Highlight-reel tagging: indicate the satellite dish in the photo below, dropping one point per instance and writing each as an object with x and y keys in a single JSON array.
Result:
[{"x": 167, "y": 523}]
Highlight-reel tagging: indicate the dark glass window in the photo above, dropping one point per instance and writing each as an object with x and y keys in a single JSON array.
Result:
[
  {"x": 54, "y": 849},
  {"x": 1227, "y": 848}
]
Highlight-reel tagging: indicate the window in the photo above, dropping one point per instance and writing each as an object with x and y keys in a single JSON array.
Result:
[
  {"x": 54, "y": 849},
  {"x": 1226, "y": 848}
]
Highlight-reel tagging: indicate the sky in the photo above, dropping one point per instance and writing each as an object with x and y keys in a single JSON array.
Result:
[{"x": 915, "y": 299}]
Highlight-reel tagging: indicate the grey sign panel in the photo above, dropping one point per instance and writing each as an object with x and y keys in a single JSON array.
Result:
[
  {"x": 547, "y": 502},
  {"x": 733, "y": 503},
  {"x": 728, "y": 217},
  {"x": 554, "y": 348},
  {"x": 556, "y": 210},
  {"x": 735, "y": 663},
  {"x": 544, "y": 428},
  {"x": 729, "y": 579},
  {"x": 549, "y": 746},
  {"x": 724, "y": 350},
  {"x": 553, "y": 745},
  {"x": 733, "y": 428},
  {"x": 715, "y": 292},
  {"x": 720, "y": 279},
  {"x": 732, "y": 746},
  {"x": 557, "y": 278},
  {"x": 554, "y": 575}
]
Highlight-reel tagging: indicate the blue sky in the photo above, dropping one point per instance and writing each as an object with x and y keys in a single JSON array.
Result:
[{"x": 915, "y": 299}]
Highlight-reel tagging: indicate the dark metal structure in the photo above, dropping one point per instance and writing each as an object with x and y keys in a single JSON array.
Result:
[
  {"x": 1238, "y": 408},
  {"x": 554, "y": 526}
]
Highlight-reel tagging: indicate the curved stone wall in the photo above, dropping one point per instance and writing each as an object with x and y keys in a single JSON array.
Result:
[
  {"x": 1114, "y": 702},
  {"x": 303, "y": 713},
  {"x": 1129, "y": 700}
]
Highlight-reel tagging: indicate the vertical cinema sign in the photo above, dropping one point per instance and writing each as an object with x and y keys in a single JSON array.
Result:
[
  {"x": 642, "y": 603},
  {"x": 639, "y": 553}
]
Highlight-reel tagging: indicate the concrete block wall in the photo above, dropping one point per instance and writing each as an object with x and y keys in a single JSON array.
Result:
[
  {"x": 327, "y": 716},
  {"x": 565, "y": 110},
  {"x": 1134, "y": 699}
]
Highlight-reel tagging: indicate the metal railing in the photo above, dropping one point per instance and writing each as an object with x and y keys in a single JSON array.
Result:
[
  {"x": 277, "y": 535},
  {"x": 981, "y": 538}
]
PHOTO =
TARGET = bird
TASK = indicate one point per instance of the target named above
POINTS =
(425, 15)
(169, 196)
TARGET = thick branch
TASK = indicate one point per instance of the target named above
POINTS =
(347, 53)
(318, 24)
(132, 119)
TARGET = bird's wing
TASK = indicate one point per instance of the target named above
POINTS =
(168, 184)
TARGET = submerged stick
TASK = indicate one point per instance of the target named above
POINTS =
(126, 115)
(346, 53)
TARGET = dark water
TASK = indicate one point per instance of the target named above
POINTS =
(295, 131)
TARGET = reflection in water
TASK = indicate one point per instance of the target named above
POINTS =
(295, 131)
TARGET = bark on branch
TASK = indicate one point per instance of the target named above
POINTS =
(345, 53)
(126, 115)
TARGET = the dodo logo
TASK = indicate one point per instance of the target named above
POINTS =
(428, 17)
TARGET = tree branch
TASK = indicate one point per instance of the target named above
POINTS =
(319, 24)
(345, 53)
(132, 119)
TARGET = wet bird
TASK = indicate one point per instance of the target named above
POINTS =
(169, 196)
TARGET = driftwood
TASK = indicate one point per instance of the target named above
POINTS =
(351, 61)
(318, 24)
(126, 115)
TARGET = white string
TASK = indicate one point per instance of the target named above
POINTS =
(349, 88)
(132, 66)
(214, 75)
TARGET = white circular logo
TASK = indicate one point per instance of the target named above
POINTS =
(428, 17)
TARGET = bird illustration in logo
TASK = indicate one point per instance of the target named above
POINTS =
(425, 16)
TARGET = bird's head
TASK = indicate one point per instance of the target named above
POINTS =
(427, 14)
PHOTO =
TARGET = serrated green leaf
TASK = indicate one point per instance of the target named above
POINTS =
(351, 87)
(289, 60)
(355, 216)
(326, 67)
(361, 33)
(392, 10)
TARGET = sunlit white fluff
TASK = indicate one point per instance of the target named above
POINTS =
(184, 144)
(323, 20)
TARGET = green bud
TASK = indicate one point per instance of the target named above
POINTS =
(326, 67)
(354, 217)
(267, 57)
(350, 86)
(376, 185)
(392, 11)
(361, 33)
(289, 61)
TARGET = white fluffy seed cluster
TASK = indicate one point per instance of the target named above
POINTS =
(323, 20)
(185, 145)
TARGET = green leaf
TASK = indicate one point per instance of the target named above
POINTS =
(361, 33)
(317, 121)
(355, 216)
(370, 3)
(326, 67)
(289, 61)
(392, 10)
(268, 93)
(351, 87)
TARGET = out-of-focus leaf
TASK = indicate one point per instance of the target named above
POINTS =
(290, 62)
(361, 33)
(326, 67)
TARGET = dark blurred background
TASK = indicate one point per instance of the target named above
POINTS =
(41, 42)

▸ AIM
Recast every one of the entries above as a Markdown table with the columns Row and Line. Give each line its own numbered row, and leave out blank lines.

▸ RESPONSE
| Row | Line |
|---|---|
| 1 | Highlight-reel tagging: indicate the satellite dish in the photo below, dropping one point per instance and writing each as an object with x and y keys in a single JSON array. |
| 2 | Result: |
| 3 | [{"x": 167, "y": 523}] |
| 4 | Highlight-reel tagging: indicate the dark glass window in the photo above, dropping one point per instance and writing each as an object with x and y keys in a single JSON array. |
| 5 | Result: |
| 6 | [ |
| 7 |   {"x": 54, "y": 849}, |
| 8 |   {"x": 1227, "y": 848} |
| 9 | ] |
| 10 | Highlight-reel tagging: indicate the window in the photo above, dropping one point per instance and writing each as an object with x and y keys in a single JSON array. |
| 11 | Result: |
| 12 | [ |
| 13 |   {"x": 54, "y": 849}, |
| 14 |   {"x": 1226, "y": 848} |
| 15 | ] |
| 16 | Highlight-reel tagging: indicate the sky in the photo above, dropping one point per instance and writing each as an object with x and y keys in a single JSON array. |
| 17 | Result: |
| 18 | [{"x": 915, "y": 299}] |
| 19 | Highlight-reel tagging: indicate the grey sign panel in the photo above, dropping one point per instance and writing each as an object with x and y keys in a single JSON array. |
| 20 | Result: |
| 21 | [ |
| 22 |   {"x": 547, "y": 502}, |
| 23 |   {"x": 733, "y": 503}, |
| 24 |   {"x": 728, "y": 217}, |
| 25 |   {"x": 554, "y": 348}, |
| 26 |   {"x": 556, "y": 210}, |
| 27 |   {"x": 735, "y": 663}, |
| 28 |   {"x": 544, "y": 428}, |
| 29 |   {"x": 729, "y": 579}, |
| 30 |   {"x": 549, "y": 746}, |
| 31 |   {"x": 724, "y": 350}, |
| 32 |   {"x": 553, "y": 745}, |
| 33 |   {"x": 733, "y": 428}, |
| 34 |   {"x": 715, "y": 292}, |
| 35 |   {"x": 720, "y": 279}, |
| 36 |   {"x": 732, "y": 746}, |
| 37 |   {"x": 557, "y": 278}, |
| 38 |   {"x": 554, "y": 575} |
| 39 | ] |
| 40 | Highlight-reel tagging: indicate the blue sky in the photo above, dropping one point per instance and writing each as an object with x and y keys in a single JSON array. |
| 41 | Result: |
| 42 | [{"x": 915, "y": 299}] |
| 43 | Highlight-reel tagging: indicate the dark metal structure in the photo above, dropping one point per instance and writing each as an object with x and y keys in a single JSON array. |
| 44 | Result: |
| 45 | [ |
| 46 |   {"x": 1238, "y": 408}, |
| 47 |   {"x": 554, "y": 526} |
| 48 | ] |
| 49 | Highlight-reel tagging: indicate the curved stone wall in the photo above, dropping one point per instance and writing each as an object with x and y keys in a single JSON array. |
| 50 | Result: |
| 51 | [ |
| 52 |   {"x": 1114, "y": 702}, |
| 53 |   {"x": 303, "y": 713}, |
| 54 |   {"x": 1129, "y": 700} |
| 55 | ] |
| 56 | Highlight-reel tagging: indicate the vertical cinema sign in the photo above, dropping one point per instance and writing each as an object with x and y keys in a single JSON array. |
| 57 | Result: |
| 58 | [ |
| 59 |   {"x": 642, "y": 603}, |
| 60 |   {"x": 639, "y": 553} |
| 61 | ] |
| 62 | Highlight-reel tagging: indicate the concrete block wall in the photo above, dropping one point per instance and writing each as an object with x and y keys in a single JSON array. |
| 63 | Result: |
| 64 | [ |
| 65 |   {"x": 327, "y": 716}, |
| 66 |   {"x": 565, "y": 110}, |
| 67 |   {"x": 1134, "y": 699} |
| 68 | ] |
| 69 | Highlight-reel tagging: indicate the metal railing in the photo above, dropping one point per instance and writing each as an object with x and y keys in a single JSON array. |
| 70 | Result: |
| 71 | [ |
| 72 |   {"x": 277, "y": 535}, |
| 73 |   {"x": 981, "y": 538} |
| 74 | ] |
| 75 | PHOTO = |
| 76 | TARGET = bird |
| 77 | TASK = indicate one point per instance of the target named above |
| 78 | POINTS = |
| 79 | (425, 15) |
| 80 | (169, 196) |
| 81 | TARGET = thick branch |
| 82 | TASK = indicate one point per instance of the target named above |
| 83 | POINTS = |
| 84 | (347, 53) |
| 85 | (318, 24) |
| 86 | (132, 119) |
| 87 | TARGET = bird's wing |
| 88 | TASK = indicate one point per instance of the target named above |
| 89 | POINTS = |
| 90 | (168, 184) |
| 91 | TARGET = submerged stick |
| 92 | TASK = indicate one point per instance of the target named above |
| 93 | POINTS = |
| 94 | (126, 115) |
| 95 | (346, 53) |
| 96 | TARGET = dark water |
| 97 | TASK = indicate one point per instance of the target named above |
| 98 | POINTS = |
| 99 | (295, 131) |
| 100 | TARGET = reflection in water |
| 101 | TASK = indicate one point per instance of the target named above |
| 102 | POINTS = |
| 103 | (295, 131) |
| 104 | TARGET = bark on branch |
| 105 | TASK = indicate one point per instance of the target named above |
| 106 | POINTS = |
| 107 | (345, 53) |
| 108 | (126, 115) |
| 109 | TARGET = the dodo logo |
| 110 | TASK = indicate one point per instance of the target named above |
| 111 | POINTS = |
| 112 | (428, 17) |
| 113 | TARGET = tree branch |
| 114 | TASK = indicate one point per instance of the target named above |
| 115 | POINTS = |
| 116 | (319, 24) |
| 117 | (345, 53) |
| 118 | (132, 119) |
| 119 | TARGET = wet bird |
| 120 | TASK = indicate one point per instance of the target named above |
| 121 | POINTS = |
| 122 | (169, 196) |
| 123 | TARGET = driftwood |
| 124 | TASK = indicate one point per instance of the target named above |
| 125 | POINTS = |
| 126 | (351, 61) |
| 127 | (318, 24) |
| 128 | (126, 115) |
| 129 | TARGET = white string |
| 130 | TASK = indicate one point per instance of the target named above |
| 131 | POINTS = |
| 132 | (349, 88) |
| 133 | (132, 66) |
| 134 | (214, 75) |
| 135 | TARGET = white circular logo |
| 136 | TASK = indicate one point per instance of the target named above |
| 137 | POINTS = |
| 138 | (428, 17) |
| 139 | TARGET = bird illustration in logo |
| 140 | TASK = indicate one point per instance of the target named above |
| 141 | POINTS = |
| 142 | (425, 16) |
| 143 | TARGET = bird's head |
| 144 | TASK = indicate one point per instance of the target named above |
| 145 | POINTS = |
| 146 | (427, 14) |
| 147 | PHOTO = |
| 148 | TARGET = serrated green leaf |
| 149 | TASK = indicate one point per instance of the target named above |
| 150 | POINTS = |
| 151 | (351, 87) |
| 152 | (289, 60) |
| 153 | (355, 216) |
| 154 | (326, 67) |
| 155 | (361, 33) |
| 156 | (392, 10) |
| 157 | TARGET = sunlit white fluff |
| 158 | TASK = indicate one point per instance of the target named above |
| 159 | POINTS = |
| 160 | (184, 144) |
| 161 | (323, 20) |
| 162 | TARGET = green bud |
| 163 | TASK = indicate one point per instance of the target named above |
| 164 | POINTS = |
| 165 | (326, 67) |
| 166 | (354, 217) |
| 167 | (267, 57) |
| 168 | (350, 86) |
| 169 | (376, 185) |
| 170 | (392, 11) |
| 171 | (361, 33) |
| 172 | (289, 61) |
| 173 | TARGET = white fluffy seed cluster |
| 174 | TASK = indicate one point per instance of the target named above |
| 175 | POINTS = |
| 176 | (323, 20) |
| 177 | (185, 145) |
| 178 | TARGET = green leaf |
| 179 | TASK = indicate one point per instance of the target named above |
| 180 | POINTS = |
| 181 | (361, 33) |
| 182 | (317, 121) |
| 183 | (355, 216) |
| 184 | (370, 3) |
| 185 | (326, 67) |
| 186 | (289, 61) |
| 187 | (392, 10) |
| 188 | (268, 93) |
| 189 | (351, 87) |
| 190 | TARGET = out-of-focus leaf |
| 191 | TASK = indicate one point per instance of the target named above |
| 192 | POINTS = |
| 193 | (290, 62) |
| 194 | (361, 33) |
| 195 | (326, 67) |
| 196 | TARGET = dark blurred background |
| 197 | TASK = indicate one point per instance of the target named above |
| 198 | POINTS = |
| 199 | (41, 42) |